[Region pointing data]
*** Begin section ***

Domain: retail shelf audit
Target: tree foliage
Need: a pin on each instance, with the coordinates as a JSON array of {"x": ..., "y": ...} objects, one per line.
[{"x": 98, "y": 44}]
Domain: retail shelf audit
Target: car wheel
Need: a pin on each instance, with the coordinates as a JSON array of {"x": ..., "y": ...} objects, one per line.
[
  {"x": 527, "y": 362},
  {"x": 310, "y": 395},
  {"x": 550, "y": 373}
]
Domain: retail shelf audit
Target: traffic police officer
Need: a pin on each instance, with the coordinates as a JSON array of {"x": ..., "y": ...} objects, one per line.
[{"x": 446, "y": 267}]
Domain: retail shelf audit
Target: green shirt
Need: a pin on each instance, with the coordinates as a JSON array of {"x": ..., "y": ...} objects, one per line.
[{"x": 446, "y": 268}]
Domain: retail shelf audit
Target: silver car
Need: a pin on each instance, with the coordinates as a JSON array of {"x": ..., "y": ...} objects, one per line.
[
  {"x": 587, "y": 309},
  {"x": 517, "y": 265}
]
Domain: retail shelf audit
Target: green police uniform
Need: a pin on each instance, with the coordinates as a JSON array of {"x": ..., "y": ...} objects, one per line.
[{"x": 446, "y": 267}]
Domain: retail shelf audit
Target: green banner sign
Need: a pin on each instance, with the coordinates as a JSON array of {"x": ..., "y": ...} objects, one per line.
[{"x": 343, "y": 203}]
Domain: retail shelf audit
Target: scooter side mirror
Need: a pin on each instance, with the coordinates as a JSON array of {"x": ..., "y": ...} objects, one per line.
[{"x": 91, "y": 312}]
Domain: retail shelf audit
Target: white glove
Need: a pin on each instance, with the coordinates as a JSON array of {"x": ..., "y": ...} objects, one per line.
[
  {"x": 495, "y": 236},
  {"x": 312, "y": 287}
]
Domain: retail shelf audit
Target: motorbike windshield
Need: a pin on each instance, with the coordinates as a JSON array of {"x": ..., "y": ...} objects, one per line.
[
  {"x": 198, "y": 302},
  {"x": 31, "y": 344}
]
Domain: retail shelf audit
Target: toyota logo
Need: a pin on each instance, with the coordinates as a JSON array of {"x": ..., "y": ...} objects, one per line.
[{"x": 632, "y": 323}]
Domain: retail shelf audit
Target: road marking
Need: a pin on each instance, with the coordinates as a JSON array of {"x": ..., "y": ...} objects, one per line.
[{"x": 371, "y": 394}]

*** End section ***

> Problem
The answer must be every line of the records that contains the word "Target".

> Response box
Target: tree foliage
Target: car wheel
Target: traffic police officer
Target: green shirt
Target: silver car
Target: green police uniform
Target: green banner sign
Target: scooter side mirror
Target: white glove
Target: motorbike windshield
Target: toyota logo
Target: road marking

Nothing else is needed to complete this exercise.